Directive:
Pick out every line of the listing below that contains the string "player", treating uppercase and lowercase letters as different.

Data lines:

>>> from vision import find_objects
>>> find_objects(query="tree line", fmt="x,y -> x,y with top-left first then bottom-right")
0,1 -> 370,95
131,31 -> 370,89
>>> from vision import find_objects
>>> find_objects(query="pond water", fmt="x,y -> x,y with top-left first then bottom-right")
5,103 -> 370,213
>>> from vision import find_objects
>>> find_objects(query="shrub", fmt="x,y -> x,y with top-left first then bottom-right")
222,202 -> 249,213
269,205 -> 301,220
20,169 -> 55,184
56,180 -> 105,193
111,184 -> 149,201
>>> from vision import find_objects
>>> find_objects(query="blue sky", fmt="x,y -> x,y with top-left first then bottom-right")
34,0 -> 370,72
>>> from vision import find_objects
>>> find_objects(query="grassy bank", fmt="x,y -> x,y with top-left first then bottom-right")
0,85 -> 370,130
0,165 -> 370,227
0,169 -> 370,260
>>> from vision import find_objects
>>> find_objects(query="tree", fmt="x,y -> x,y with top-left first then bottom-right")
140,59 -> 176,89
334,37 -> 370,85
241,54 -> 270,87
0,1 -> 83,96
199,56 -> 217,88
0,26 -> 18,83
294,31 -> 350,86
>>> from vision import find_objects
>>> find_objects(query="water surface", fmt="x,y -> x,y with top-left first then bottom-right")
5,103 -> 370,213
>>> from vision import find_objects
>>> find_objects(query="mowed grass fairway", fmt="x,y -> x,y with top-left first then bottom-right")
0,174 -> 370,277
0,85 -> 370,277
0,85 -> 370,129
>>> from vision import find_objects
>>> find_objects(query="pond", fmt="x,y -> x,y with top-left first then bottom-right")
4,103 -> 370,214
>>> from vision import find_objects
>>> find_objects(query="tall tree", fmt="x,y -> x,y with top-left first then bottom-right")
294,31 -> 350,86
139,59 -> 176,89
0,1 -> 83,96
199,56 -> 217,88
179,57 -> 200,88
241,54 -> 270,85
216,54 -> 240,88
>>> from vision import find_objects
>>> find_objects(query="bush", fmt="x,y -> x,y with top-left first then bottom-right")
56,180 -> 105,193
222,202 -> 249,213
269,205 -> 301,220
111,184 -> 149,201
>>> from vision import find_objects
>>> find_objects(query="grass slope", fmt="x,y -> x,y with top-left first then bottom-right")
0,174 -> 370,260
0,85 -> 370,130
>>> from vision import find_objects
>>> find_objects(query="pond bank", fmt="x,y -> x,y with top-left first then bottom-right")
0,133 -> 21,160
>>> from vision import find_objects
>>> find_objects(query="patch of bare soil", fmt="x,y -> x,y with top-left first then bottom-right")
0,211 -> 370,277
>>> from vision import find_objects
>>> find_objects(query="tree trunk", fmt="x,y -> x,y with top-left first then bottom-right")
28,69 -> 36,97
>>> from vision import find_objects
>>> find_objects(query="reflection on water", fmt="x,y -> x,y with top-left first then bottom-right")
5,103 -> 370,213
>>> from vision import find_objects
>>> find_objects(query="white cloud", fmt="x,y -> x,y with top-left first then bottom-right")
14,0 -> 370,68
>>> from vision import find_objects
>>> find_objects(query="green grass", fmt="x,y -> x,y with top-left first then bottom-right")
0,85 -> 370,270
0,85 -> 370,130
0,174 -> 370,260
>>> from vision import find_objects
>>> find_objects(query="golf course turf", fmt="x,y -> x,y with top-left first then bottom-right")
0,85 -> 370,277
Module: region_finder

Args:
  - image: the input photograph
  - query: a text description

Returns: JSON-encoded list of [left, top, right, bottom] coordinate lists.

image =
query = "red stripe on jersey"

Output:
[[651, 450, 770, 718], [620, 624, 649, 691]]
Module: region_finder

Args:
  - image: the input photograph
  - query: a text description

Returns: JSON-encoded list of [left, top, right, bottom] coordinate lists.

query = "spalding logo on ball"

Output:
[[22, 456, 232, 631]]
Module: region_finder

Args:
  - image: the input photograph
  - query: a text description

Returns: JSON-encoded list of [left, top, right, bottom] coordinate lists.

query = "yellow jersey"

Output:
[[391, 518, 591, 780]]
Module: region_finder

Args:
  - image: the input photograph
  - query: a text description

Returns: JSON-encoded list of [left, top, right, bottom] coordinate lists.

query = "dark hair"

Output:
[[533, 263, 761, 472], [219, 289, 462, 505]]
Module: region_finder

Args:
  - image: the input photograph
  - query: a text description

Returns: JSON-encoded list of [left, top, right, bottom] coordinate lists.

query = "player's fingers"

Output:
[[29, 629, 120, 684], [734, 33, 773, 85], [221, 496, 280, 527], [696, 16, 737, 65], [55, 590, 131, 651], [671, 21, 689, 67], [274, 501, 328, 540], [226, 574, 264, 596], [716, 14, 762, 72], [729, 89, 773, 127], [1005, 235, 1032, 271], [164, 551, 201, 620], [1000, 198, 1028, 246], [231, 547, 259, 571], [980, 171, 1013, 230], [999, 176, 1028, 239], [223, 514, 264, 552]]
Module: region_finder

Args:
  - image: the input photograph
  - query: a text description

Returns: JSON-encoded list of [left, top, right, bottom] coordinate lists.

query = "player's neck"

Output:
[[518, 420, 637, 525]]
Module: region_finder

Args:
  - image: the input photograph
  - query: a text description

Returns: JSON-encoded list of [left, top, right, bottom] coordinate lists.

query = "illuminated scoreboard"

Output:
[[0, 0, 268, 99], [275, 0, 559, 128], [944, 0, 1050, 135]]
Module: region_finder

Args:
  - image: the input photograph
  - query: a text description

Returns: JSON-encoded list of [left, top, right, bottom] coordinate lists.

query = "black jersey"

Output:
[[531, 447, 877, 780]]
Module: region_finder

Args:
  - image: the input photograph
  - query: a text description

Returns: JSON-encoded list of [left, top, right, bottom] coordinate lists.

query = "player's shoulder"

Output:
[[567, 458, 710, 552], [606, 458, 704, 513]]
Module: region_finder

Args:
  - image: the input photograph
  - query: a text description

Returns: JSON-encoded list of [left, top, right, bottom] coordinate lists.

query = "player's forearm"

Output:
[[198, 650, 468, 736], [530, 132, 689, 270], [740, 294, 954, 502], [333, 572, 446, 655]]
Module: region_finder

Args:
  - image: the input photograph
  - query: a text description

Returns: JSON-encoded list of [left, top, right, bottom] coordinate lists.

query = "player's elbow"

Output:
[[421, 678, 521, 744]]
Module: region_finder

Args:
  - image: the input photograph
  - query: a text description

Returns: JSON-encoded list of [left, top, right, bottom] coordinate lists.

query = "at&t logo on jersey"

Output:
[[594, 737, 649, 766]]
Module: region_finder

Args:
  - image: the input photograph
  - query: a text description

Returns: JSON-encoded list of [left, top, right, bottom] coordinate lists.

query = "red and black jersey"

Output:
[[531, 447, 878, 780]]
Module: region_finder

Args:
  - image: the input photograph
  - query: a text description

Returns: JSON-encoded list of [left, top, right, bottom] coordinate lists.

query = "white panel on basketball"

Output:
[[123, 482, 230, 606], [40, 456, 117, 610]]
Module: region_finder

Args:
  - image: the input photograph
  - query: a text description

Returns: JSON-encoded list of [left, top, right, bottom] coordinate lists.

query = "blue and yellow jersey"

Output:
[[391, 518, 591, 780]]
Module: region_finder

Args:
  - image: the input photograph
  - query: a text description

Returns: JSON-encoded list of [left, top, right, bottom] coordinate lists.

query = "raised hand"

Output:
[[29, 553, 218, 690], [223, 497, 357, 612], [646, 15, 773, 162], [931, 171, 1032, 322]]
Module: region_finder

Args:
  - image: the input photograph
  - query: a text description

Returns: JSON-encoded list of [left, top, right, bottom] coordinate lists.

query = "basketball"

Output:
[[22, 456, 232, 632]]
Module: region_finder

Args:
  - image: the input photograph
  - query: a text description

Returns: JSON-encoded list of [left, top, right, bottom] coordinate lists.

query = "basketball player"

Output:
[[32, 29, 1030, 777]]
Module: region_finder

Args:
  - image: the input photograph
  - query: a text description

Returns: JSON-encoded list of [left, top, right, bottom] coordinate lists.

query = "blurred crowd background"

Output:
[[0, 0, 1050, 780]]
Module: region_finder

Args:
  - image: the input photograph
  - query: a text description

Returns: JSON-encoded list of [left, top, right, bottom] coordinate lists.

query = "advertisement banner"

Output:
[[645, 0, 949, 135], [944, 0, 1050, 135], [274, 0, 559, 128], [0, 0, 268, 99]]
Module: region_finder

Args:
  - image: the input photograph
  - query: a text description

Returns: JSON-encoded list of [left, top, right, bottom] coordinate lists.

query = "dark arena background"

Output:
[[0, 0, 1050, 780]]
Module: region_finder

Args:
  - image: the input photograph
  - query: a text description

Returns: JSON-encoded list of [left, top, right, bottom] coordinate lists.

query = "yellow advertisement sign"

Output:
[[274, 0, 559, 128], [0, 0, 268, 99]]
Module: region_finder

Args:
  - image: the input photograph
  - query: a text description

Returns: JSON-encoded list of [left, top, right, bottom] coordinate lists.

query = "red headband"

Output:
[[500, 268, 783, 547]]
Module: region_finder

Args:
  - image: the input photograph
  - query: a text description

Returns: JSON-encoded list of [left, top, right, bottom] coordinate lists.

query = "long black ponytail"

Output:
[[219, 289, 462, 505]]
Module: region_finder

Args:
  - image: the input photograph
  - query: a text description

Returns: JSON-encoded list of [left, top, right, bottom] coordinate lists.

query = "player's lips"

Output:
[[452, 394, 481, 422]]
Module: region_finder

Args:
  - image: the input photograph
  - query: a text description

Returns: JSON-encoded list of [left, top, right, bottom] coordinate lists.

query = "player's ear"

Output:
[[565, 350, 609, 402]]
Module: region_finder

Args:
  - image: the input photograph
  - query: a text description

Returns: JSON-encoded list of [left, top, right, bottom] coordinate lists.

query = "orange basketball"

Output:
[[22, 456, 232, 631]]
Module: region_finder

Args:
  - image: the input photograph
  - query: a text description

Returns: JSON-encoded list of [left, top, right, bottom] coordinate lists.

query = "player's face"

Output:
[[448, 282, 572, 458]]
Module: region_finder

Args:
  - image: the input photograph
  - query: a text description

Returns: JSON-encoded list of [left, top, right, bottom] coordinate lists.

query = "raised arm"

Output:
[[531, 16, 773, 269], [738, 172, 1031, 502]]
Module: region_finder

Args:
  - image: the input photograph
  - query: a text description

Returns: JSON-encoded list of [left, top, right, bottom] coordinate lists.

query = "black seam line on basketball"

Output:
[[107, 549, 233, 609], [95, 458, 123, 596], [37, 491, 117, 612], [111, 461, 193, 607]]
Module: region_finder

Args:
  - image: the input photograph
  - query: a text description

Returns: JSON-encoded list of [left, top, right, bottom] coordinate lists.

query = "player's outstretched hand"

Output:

Reply:
query = "player's fingers"
query = "player's neck"
query = "player's shoulder"
query = "player's forearm"
query = "player's elbow"
query = "basketball player"
query = "player's lips"
query = "player's ear"
query = "player's face"
query = "player's outstretched hand"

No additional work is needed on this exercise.